Data provided:
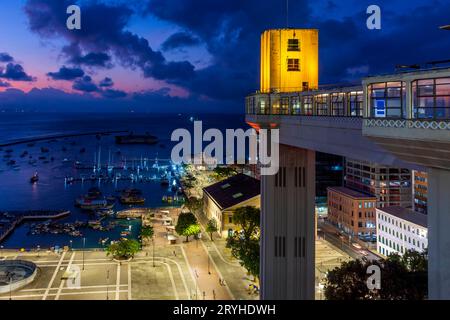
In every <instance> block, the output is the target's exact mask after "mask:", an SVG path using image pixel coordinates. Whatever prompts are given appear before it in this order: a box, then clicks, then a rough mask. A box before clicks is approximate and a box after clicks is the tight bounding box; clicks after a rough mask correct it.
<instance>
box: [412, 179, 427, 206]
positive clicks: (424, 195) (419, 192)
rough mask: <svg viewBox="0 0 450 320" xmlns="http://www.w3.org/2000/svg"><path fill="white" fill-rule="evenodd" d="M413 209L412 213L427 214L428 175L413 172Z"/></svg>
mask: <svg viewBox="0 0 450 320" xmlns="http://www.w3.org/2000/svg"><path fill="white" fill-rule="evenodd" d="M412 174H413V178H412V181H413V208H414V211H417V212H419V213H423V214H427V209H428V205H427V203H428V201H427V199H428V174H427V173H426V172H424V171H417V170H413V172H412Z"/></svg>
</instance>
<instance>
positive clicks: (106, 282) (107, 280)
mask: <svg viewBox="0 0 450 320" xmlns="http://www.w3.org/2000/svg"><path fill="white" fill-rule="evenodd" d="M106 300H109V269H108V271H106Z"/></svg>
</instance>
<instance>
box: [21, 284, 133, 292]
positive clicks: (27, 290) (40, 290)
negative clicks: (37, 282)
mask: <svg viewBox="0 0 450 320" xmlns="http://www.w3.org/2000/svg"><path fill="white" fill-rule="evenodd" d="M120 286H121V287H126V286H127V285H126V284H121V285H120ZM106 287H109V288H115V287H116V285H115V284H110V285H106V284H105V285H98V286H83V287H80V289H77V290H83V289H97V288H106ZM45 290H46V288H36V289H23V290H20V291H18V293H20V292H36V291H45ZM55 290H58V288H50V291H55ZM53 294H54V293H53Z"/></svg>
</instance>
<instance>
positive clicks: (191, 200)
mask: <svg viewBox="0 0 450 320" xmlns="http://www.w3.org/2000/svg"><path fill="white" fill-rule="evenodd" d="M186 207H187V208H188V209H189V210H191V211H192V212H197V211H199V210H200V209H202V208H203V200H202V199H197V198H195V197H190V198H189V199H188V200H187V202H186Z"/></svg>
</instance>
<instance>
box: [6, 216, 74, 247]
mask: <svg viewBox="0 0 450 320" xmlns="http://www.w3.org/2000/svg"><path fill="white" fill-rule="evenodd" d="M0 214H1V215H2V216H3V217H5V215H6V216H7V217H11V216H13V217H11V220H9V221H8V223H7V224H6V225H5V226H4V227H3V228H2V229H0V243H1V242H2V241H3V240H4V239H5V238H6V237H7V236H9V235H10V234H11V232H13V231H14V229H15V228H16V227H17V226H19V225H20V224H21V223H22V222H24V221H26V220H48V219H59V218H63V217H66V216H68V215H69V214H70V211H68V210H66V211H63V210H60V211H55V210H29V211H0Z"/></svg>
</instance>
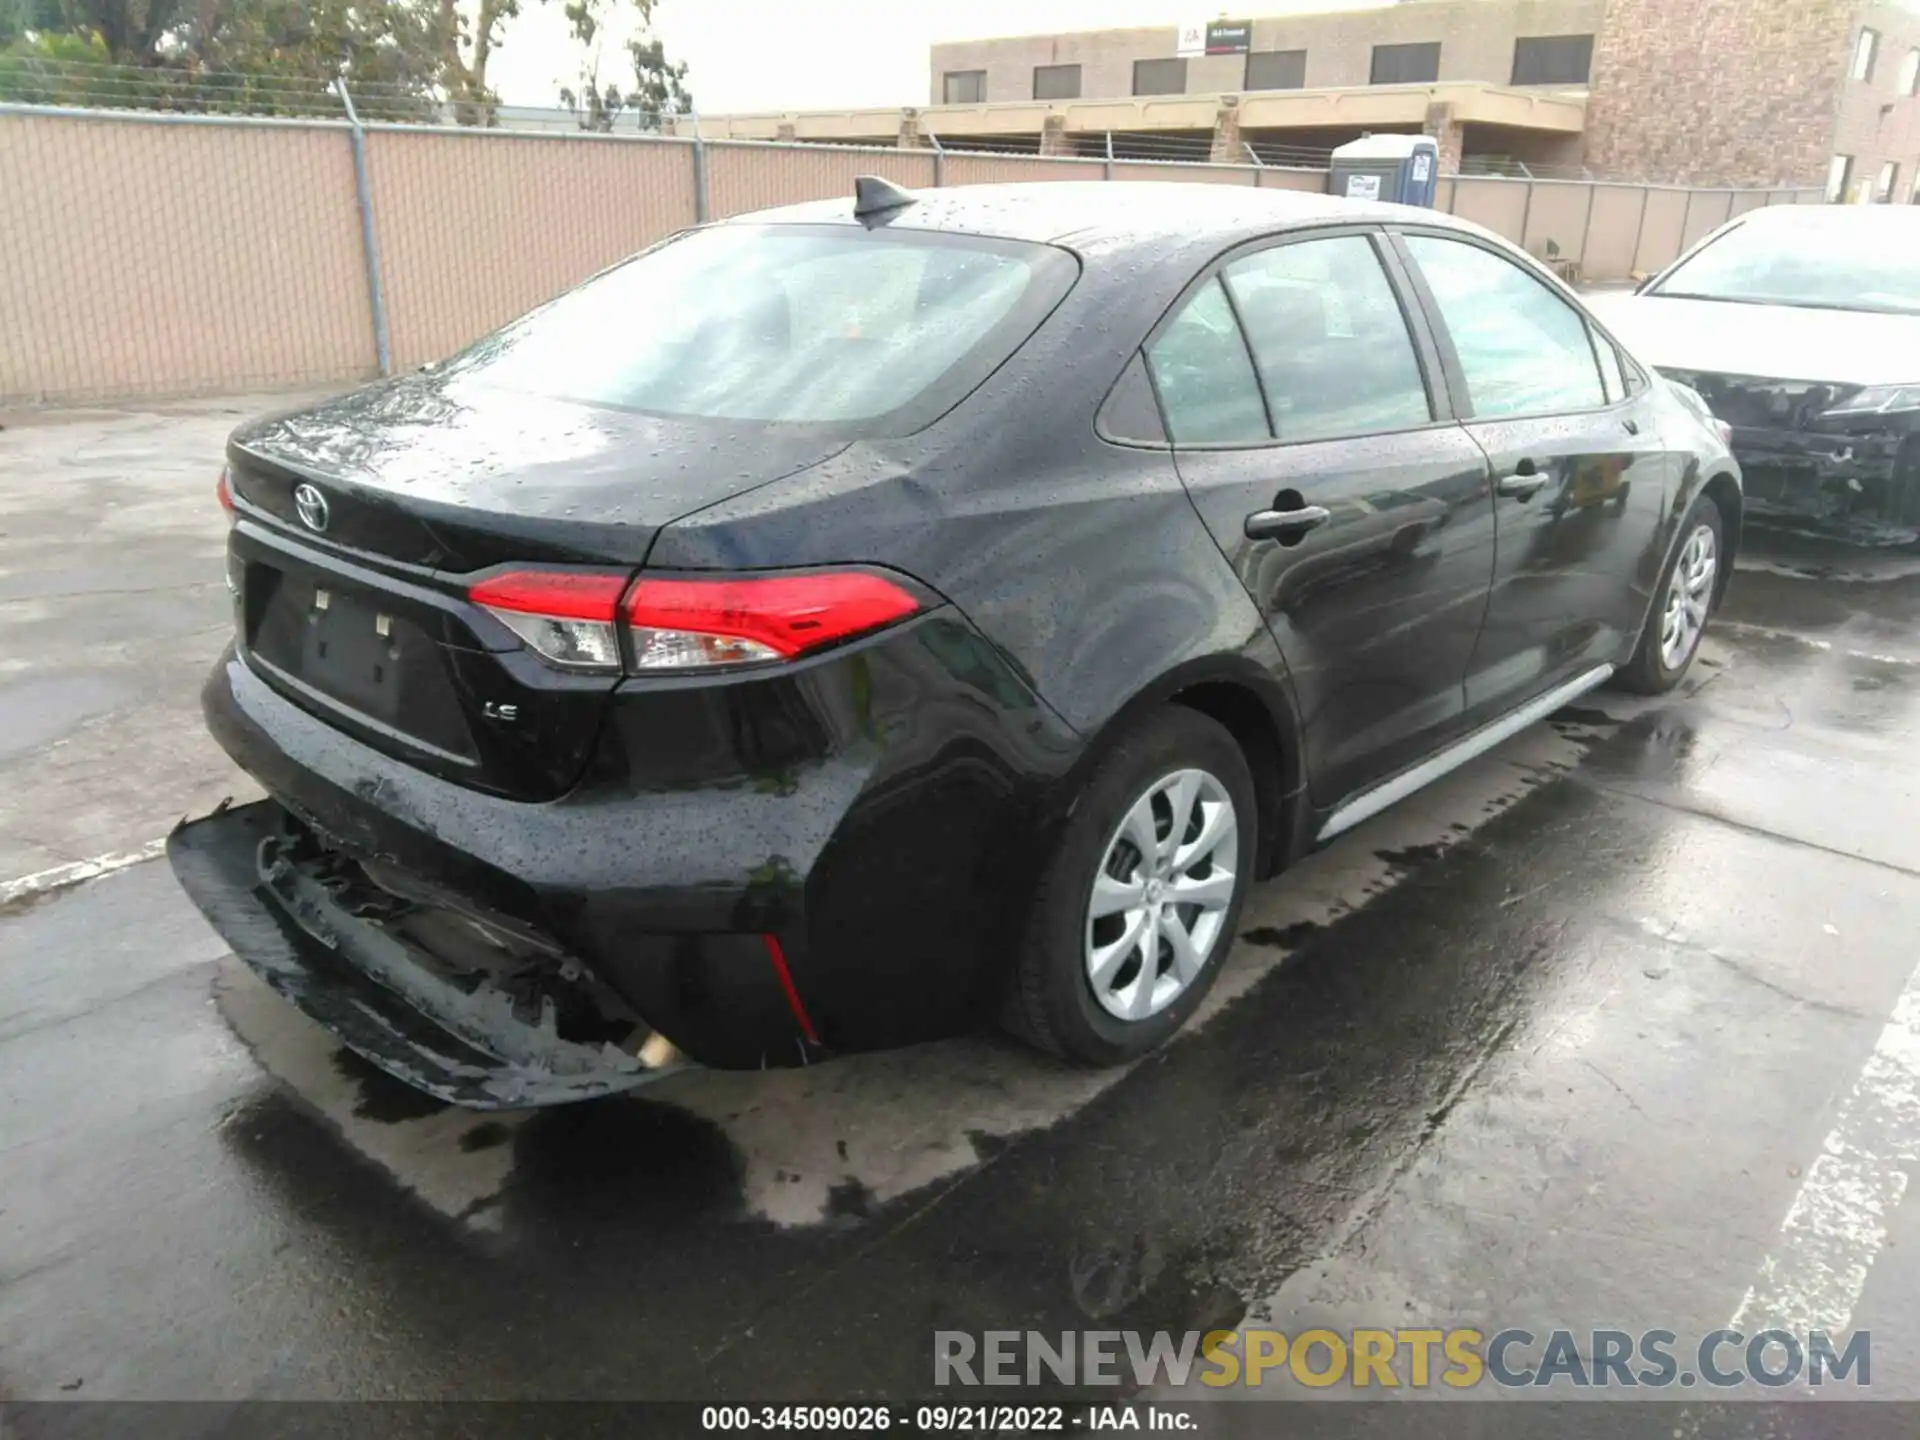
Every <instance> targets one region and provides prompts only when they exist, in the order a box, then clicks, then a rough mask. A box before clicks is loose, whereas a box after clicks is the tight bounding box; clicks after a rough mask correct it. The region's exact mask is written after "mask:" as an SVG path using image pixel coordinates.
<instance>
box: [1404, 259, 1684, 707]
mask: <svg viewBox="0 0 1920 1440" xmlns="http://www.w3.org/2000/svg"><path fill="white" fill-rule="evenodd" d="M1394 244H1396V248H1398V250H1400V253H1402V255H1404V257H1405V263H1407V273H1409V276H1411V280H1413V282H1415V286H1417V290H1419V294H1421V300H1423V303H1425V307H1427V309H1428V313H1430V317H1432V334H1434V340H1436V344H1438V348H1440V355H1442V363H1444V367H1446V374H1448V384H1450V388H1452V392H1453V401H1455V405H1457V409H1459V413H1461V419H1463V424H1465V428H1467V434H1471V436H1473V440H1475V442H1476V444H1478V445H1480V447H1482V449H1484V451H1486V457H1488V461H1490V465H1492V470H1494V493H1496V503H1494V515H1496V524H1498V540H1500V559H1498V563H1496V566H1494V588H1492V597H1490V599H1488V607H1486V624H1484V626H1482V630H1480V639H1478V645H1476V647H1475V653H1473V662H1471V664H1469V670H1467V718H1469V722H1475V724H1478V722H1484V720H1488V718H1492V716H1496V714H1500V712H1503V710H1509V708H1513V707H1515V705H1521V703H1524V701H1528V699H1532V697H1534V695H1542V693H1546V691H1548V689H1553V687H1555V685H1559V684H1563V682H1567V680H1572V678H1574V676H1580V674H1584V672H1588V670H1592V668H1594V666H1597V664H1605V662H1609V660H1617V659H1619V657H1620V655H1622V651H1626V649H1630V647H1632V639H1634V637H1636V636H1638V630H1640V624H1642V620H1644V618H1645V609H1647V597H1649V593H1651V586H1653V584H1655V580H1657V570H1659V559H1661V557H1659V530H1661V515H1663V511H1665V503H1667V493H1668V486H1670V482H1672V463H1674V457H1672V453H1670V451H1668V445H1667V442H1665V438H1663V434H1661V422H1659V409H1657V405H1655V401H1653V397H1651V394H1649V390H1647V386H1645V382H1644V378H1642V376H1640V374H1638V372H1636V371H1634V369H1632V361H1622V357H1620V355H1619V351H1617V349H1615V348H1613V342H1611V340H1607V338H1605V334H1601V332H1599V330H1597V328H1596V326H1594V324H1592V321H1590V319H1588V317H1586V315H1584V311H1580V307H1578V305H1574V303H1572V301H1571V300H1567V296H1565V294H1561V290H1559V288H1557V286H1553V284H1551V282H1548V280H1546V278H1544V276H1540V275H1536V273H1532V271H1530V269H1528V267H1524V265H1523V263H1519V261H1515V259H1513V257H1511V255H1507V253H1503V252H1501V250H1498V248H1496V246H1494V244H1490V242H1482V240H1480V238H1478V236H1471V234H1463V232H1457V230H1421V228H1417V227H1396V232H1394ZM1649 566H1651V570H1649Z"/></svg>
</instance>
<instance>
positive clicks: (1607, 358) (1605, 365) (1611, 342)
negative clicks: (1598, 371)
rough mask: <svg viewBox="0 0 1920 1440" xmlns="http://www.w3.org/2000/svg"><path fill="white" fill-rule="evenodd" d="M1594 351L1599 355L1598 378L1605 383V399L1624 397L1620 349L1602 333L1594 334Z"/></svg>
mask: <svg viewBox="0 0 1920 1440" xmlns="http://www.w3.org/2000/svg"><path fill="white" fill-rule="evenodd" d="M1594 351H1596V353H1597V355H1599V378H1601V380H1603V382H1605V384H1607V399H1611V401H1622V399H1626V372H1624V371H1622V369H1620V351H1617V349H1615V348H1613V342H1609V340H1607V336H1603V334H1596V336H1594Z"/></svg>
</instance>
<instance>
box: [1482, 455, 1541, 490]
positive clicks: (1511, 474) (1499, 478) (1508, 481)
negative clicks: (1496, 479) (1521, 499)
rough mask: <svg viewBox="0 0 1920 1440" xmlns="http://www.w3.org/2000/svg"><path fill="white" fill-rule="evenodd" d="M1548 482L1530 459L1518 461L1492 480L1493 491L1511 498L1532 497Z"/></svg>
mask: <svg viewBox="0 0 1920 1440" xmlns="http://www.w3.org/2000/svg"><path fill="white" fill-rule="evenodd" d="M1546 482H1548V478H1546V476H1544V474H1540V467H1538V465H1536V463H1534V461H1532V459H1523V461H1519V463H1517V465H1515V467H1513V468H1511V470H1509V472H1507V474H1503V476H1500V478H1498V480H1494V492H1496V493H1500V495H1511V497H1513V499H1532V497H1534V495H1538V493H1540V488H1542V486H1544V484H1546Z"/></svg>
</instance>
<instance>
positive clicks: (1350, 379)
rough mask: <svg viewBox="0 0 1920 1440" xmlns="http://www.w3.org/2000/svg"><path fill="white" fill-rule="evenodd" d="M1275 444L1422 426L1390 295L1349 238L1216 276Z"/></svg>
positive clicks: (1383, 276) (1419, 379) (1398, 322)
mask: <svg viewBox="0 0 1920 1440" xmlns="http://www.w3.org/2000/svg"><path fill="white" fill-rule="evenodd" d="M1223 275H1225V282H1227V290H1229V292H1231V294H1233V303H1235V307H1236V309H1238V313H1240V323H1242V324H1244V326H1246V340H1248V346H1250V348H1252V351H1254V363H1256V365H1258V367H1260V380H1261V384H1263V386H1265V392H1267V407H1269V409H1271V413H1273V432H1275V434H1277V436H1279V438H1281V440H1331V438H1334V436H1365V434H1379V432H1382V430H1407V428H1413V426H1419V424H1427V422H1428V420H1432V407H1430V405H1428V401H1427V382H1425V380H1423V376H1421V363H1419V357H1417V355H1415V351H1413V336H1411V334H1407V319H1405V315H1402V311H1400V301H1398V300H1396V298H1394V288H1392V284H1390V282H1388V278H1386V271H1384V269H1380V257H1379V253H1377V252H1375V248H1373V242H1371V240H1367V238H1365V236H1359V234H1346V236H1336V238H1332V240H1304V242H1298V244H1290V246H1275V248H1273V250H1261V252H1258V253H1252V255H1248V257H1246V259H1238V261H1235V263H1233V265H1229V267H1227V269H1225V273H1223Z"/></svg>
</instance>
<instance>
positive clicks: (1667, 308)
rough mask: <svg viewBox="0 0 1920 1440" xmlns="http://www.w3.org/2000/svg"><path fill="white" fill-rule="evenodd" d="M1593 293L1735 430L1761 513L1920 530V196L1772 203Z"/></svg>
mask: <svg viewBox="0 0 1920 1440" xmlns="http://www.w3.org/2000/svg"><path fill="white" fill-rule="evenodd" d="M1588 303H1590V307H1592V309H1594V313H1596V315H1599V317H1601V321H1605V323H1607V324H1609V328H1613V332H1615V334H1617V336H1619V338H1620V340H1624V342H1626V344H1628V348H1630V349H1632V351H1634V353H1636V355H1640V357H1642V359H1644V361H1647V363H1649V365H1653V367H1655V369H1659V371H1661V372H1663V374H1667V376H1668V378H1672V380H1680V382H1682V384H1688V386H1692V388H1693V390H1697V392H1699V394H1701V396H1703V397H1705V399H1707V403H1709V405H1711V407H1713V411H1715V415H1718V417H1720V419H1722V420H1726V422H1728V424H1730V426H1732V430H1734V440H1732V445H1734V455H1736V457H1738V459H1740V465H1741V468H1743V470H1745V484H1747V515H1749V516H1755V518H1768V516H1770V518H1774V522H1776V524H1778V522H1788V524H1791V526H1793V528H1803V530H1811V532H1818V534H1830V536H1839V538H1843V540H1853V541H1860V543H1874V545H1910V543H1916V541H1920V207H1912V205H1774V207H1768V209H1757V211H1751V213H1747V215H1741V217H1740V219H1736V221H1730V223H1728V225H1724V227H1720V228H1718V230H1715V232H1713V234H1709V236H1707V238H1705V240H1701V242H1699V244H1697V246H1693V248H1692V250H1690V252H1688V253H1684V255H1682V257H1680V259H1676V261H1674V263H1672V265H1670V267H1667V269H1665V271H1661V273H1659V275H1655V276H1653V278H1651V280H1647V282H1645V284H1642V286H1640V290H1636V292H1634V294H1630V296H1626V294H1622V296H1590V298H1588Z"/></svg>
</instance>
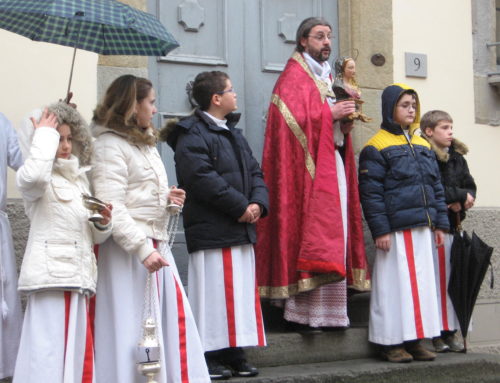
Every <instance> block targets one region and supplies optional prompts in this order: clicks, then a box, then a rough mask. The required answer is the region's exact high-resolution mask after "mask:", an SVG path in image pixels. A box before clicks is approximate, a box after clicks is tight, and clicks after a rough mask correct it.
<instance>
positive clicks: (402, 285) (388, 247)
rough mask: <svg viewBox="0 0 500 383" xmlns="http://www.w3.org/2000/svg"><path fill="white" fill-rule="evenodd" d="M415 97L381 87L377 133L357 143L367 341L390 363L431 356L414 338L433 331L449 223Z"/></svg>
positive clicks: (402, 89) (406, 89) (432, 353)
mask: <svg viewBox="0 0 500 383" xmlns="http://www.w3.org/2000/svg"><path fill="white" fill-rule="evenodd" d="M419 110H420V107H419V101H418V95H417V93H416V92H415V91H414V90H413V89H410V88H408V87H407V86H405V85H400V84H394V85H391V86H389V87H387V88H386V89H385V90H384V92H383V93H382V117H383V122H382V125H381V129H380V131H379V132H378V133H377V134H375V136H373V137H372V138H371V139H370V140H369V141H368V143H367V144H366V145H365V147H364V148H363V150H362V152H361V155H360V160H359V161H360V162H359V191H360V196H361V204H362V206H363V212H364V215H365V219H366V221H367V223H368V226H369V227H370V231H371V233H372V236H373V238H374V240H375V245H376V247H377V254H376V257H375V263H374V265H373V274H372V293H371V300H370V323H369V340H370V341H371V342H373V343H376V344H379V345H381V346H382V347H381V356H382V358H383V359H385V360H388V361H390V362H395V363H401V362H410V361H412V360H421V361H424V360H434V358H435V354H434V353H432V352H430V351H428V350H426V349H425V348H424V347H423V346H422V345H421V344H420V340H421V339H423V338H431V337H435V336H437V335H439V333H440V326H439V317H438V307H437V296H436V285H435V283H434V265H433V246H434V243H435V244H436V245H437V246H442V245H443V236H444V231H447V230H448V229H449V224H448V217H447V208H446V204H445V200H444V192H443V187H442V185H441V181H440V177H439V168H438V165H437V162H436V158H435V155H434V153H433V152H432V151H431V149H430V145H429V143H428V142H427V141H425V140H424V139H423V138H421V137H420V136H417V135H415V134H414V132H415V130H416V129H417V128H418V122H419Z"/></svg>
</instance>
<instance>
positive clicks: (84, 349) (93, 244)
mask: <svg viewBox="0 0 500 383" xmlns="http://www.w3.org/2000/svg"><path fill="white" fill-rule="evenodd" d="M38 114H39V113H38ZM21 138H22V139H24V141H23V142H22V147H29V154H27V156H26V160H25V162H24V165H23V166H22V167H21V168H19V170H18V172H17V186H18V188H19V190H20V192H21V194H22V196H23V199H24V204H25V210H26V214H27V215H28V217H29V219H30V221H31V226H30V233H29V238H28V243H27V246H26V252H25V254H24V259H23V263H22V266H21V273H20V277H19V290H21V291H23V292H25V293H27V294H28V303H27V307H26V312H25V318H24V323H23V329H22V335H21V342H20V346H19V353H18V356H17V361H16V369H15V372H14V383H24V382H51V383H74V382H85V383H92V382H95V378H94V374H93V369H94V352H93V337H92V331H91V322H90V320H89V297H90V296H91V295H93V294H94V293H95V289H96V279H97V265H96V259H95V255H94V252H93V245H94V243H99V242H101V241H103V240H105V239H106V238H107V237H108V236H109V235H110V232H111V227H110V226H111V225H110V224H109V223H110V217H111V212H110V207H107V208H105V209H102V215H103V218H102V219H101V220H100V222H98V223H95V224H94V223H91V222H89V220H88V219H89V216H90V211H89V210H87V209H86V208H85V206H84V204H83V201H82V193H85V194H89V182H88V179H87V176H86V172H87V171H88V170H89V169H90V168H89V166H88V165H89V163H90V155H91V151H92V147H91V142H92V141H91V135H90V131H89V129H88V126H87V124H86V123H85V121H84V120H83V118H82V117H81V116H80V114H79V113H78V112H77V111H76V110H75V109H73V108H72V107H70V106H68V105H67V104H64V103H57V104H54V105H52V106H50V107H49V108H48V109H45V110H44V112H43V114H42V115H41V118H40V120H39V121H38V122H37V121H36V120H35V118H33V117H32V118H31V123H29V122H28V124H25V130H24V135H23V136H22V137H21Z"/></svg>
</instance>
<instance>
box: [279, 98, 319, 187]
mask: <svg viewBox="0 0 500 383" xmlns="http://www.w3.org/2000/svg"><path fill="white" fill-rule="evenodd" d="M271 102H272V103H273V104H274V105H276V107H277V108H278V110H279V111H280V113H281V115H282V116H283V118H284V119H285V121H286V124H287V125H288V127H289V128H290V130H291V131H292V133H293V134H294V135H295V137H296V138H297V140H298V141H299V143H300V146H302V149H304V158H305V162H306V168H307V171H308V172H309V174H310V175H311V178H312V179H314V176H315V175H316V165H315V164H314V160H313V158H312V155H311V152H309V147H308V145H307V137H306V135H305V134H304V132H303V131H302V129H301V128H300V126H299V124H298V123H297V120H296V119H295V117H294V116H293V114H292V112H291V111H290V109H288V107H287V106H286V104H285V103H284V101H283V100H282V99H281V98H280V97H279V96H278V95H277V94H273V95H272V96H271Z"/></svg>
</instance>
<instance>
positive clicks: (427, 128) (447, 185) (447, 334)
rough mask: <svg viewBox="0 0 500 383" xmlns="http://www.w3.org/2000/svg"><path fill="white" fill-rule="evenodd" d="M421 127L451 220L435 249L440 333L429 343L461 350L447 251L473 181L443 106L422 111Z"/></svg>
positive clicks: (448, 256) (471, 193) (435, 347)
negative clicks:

Work item: Count the lines in the rows above that contain the string "negative". Reply with the number alone.

Task output: 4